→ Direction: Report every line of the data below that contains the string "eyebrow", treating uppercase and lowercase letters as different.

(Entries from a dataset)
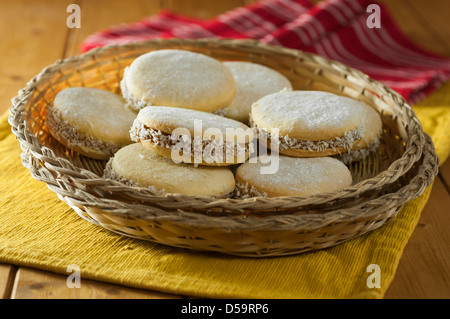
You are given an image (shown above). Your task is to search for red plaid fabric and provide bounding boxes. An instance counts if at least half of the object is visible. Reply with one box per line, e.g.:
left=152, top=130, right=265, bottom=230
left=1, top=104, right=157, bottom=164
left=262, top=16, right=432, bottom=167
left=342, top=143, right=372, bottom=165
left=81, top=0, right=450, bottom=103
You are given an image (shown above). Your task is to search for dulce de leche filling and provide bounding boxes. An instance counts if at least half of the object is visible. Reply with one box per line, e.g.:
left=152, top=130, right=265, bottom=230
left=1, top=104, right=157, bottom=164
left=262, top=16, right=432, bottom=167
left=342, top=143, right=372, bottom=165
left=130, top=119, right=253, bottom=163
left=249, top=117, right=364, bottom=152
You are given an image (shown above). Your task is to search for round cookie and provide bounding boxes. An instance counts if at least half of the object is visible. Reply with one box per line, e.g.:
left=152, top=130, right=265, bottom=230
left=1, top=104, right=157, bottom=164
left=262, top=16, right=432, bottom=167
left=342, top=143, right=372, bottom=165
left=104, top=143, right=235, bottom=198
left=120, top=49, right=236, bottom=112
left=130, top=106, right=254, bottom=166
left=236, top=155, right=352, bottom=198
left=46, top=87, right=136, bottom=160
left=250, top=91, right=366, bottom=157
left=336, top=105, right=383, bottom=164
left=220, top=61, right=292, bottom=124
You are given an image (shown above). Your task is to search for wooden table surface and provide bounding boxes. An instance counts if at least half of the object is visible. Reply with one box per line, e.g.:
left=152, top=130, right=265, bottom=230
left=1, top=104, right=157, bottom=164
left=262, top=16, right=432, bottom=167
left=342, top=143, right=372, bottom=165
left=0, top=0, right=450, bottom=299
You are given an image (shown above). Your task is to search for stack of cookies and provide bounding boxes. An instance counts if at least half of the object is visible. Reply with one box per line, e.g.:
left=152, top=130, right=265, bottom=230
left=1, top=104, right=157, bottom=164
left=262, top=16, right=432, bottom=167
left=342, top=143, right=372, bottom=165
left=46, top=49, right=382, bottom=198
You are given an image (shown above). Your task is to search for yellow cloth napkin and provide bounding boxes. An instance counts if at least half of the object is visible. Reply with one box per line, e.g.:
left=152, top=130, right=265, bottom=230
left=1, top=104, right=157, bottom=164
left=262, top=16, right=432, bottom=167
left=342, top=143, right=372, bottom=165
left=0, top=85, right=450, bottom=298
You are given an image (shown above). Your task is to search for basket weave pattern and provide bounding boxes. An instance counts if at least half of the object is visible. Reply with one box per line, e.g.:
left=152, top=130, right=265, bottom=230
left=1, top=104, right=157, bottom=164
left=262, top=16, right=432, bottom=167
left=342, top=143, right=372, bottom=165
left=9, top=39, right=438, bottom=256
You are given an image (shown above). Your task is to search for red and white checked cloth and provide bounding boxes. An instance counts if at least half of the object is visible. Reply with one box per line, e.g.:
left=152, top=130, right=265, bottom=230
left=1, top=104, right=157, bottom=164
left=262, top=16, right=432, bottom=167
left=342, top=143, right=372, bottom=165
left=81, top=0, right=450, bottom=103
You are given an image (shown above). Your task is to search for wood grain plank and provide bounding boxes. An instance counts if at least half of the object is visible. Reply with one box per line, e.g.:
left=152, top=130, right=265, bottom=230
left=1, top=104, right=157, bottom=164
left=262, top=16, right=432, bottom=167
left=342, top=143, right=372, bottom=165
left=64, top=0, right=161, bottom=57
left=11, top=267, right=182, bottom=299
left=0, top=0, right=71, bottom=113
left=385, top=179, right=450, bottom=299
left=0, top=264, right=17, bottom=299
left=165, top=0, right=244, bottom=19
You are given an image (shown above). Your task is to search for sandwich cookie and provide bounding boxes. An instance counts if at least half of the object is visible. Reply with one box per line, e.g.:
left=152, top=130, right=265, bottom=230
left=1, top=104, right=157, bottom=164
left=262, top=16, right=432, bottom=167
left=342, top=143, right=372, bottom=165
left=235, top=155, right=352, bottom=198
left=130, top=106, right=254, bottom=166
left=219, top=61, right=292, bottom=124
left=120, top=49, right=236, bottom=113
left=104, top=143, right=235, bottom=198
left=46, top=87, right=136, bottom=160
left=250, top=91, right=366, bottom=157
left=336, top=105, right=383, bottom=164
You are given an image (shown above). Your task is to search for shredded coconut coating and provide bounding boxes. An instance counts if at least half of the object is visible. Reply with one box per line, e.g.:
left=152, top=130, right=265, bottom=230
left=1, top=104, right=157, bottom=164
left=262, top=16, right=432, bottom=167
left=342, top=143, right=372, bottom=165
left=120, top=67, right=152, bottom=113
left=130, top=119, right=253, bottom=163
left=234, top=182, right=267, bottom=199
left=47, top=108, right=124, bottom=156
left=336, top=138, right=380, bottom=165
left=249, top=117, right=364, bottom=152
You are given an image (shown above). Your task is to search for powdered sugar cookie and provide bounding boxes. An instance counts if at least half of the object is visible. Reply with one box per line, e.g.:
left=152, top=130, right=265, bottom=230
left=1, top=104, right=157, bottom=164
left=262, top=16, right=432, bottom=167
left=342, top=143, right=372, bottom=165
left=236, top=155, right=352, bottom=198
left=121, top=49, right=236, bottom=112
left=130, top=106, right=253, bottom=166
left=220, top=61, right=292, bottom=124
left=337, top=105, right=383, bottom=164
left=250, top=91, right=366, bottom=157
left=46, top=87, right=136, bottom=159
left=104, top=143, right=235, bottom=198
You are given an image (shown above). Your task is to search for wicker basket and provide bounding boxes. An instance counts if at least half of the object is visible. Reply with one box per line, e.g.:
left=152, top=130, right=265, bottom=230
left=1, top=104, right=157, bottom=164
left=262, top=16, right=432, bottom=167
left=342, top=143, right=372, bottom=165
left=9, top=39, right=438, bottom=256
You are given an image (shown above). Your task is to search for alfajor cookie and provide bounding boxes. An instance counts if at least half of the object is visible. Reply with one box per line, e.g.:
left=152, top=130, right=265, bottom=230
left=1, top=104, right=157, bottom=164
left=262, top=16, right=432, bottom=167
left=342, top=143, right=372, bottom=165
left=46, top=87, right=136, bottom=160
left=336, top=105, right=383, bottom=164
left=235, top=155, right=352, bottom=198
left=120, top=49, right=236, bottom=112
left=130, top=106, right=254, bottom=166
left=220, top=61, right=292, bottom=124
left=250, top=91, right=366, bottom=157
left=104, top=143, right=235, bottom=198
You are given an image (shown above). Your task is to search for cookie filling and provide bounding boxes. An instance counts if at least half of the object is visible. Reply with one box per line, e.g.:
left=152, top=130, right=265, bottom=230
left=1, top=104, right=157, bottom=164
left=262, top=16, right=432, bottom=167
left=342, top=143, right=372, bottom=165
left=103, top=158, right=233, bottom=199
left=249, top=117, right=364, bottom=152
left=47, top=108, right=124, bottom=156
left=336, top=138, right=380, bottom=165
left=120, top=67, right=152, bottom=113
left=234, top=182, right=267, bottom=199
left=130, top=119, right=253, bottom=163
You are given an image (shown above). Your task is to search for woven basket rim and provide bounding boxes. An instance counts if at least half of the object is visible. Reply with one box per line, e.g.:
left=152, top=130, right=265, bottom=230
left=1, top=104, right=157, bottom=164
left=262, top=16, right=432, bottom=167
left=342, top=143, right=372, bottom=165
left=8, top=39, right=425, bottom=210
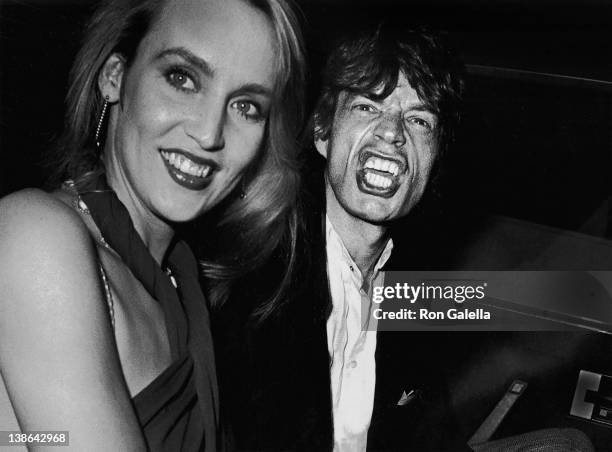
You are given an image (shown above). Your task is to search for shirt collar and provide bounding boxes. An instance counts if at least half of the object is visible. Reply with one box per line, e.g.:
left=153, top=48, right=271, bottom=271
left=325, top=214, right=393, bottom=281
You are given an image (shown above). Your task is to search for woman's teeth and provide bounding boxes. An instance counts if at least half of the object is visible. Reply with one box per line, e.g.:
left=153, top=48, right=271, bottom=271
left=161, top=151, right=211, bottom=177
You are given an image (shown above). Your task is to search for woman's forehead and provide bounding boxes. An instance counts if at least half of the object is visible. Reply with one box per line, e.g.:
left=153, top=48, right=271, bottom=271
left=141, top=0, right=276, bottom=84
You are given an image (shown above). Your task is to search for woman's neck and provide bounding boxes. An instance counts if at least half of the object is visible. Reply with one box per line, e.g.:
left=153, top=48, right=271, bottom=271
left=106, top=162, right=174, bottom=266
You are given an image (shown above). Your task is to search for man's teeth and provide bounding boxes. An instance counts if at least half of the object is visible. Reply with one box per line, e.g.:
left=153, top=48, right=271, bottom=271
left=364, top=157, right=400, bottom=176
left=365, top=173, right=393, bottom=188
left=161, top=151, right=210, bottom=177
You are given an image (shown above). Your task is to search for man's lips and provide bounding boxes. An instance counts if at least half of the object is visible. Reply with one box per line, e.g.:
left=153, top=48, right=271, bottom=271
left=356, top=150, right=408, bottom=198
left=359, top=149, right=408, bottom=176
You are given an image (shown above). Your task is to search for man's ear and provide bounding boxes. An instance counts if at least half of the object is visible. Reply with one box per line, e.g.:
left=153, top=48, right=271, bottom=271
left=98, top=53, right=125, bottom=103
left=312, top=116, right=329, bottom=158
left=314, top=135, right=329, bottom=158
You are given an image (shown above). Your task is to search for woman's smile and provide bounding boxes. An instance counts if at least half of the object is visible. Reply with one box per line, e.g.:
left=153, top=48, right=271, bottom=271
left=160, top=149, right=219, bottom=190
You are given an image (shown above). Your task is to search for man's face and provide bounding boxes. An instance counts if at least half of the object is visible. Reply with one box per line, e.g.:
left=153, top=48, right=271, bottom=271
left=315, top=74, right=438, bottom=224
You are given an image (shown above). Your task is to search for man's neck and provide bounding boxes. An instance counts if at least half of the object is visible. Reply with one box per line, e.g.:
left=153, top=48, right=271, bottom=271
left=325, top=182, right=389, bottom=281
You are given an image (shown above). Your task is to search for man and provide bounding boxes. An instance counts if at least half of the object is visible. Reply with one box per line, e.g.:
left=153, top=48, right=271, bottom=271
left=217, top=26, right=462, bottom=451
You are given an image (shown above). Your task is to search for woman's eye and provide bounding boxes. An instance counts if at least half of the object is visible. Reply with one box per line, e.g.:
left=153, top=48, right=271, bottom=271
left=166, top=69, right=197, bottom=91
left=232, top=100, right=263, bottom=121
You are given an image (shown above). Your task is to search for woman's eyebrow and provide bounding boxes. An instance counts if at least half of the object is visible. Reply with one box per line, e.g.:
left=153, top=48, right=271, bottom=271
left=154, top=47, right=215, bottom=77
left=234, top=83, right=272, bottom=97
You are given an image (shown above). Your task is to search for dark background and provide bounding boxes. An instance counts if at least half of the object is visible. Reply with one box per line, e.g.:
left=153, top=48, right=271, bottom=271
left=0, top=0, right=612, bottom=237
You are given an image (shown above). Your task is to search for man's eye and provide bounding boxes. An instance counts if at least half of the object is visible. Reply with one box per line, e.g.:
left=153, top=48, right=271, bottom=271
left=166, top=68, right=197, bottom=91
left=231, top=100, right=263, bottom=121
left=353, top=104, right=378, bottom=113
left=408, top=116, right=432, bottom=130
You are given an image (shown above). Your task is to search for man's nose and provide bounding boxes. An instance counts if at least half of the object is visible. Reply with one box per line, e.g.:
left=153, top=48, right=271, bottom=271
left=185, top=99, right=225, bottom=151
left=374, top=114, right=406, bottom=148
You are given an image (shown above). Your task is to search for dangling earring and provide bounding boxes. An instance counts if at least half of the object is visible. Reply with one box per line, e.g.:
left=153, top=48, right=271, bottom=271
left=96, top=94, right=110, bottom=149
left=240, top=179, right=246, bottom=199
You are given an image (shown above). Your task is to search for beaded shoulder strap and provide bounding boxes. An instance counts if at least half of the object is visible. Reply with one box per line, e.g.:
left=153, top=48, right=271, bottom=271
left=62, top=180, right=115, bottom=330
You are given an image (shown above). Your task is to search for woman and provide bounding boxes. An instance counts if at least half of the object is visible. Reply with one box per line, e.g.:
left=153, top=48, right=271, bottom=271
left=0, top=0, right=303, bottom=451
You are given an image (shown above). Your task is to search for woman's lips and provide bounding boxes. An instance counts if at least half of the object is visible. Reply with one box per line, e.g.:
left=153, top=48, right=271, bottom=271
left=160, top=149, right=219, bottom=190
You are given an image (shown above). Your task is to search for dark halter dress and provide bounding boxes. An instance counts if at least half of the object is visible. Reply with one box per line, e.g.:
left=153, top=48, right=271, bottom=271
left=67, top=176, right=219, bottom=451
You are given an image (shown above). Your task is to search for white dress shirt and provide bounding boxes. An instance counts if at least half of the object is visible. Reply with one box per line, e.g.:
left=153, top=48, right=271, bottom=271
left=325, top=216, right=393, bottom=452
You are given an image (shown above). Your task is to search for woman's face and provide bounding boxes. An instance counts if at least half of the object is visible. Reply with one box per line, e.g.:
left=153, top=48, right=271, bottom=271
left=101, top=0, right=275, bottom=222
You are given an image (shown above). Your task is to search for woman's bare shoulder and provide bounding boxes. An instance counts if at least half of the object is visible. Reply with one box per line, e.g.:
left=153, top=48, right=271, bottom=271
left=0, top=189, right=89, bottom=251
left=0, top=190, right=144, bottom=450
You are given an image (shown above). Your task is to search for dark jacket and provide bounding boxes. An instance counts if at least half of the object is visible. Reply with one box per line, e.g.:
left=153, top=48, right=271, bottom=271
left=214, top=161, right=462, bottom=451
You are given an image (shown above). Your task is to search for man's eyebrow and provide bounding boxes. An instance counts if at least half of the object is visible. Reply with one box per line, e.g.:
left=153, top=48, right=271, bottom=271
left=406, top=103, right=438, bottom=116
left=154, top=47, right=215, bottom=77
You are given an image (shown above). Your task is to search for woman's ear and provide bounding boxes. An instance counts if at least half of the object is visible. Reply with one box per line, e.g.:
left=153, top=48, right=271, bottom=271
left=98, top=53, right=125, bottom=103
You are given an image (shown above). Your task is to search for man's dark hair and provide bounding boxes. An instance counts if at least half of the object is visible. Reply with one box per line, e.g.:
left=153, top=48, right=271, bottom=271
left=313, top=23, right=463, bottom=156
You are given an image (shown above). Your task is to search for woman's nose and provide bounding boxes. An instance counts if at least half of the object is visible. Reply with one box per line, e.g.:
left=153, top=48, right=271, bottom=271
left=374, top=114, right=406, bottom=148
left=185, top=101, right=225, bottom=151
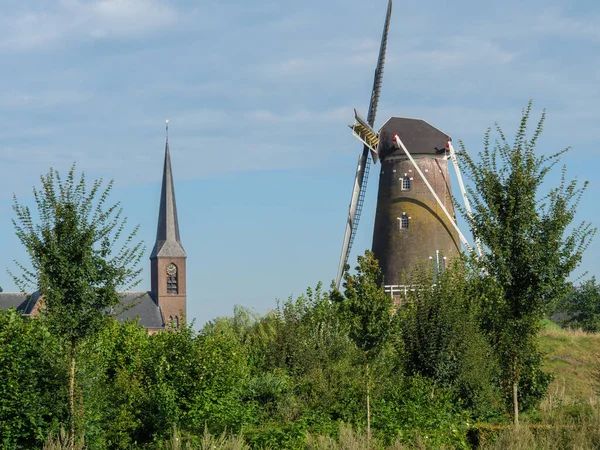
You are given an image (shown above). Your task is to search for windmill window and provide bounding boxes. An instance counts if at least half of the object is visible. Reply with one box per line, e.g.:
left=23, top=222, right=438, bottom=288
left=167, top=276, right=179, bottom=294
left=400, top=176, right=412, bottom=191
left=398, top=213, right=410, bottom=231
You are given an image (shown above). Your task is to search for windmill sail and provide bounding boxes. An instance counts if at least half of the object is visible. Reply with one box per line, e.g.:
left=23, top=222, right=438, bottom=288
left=336, top=0, right=392, bottom=288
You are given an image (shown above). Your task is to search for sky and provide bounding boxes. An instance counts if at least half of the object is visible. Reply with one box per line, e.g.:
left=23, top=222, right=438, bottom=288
left=0, top=0, right=600, bottom=325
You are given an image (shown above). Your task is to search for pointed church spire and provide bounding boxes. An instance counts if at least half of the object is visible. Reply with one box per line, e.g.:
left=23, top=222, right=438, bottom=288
left=150, top=120, right=185, bottom=258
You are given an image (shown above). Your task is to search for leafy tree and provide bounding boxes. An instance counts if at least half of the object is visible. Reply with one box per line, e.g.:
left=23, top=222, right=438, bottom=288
left=564, top=277, right=600, bottom=333
left=396, top=260, right=501, bottom=418
left=459, top=102, right=595, bottom=424
left=0, top=308, right=67, bottom=449
left=330, top=251, right=392, bottom=439
left=11, top=165, right=143, bottom=442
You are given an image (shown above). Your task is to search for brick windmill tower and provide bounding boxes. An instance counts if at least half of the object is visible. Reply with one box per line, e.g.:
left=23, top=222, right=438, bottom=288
left=336, top=0, right=478, bottom=295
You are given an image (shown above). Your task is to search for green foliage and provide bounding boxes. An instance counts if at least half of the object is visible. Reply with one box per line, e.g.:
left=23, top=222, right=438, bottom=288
left=331, top=251, right=392, bottom=358
left=11, top=165, right=143, bottom=441
left=0, top=309, right=66, bottom=449
left=563, top=277, right=600, bottom=333
left=11, top=165, right=143, bottom=343
left=459, top=102, right=596, bottom=421
left=396, top=261, right=501, bottom=419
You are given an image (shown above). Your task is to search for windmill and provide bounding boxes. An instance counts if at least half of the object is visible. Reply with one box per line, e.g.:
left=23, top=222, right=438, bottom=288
left=336, top=0, right=392, bottom=288
left=336, top=0, right=481, bottom=295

→ Solution:
You are given an image (shown above). Your task is to search for woman's eyebrow and provide bounding boxes. An instance counts if at least half of the object is visible. Reply with one box per line, e.g.:
You are given an image (shown above). Your task is to search for man's eyebrow and provide bounding boxes. An instance counts if at least half of the object is visible. Reply with one box per line, e.g.:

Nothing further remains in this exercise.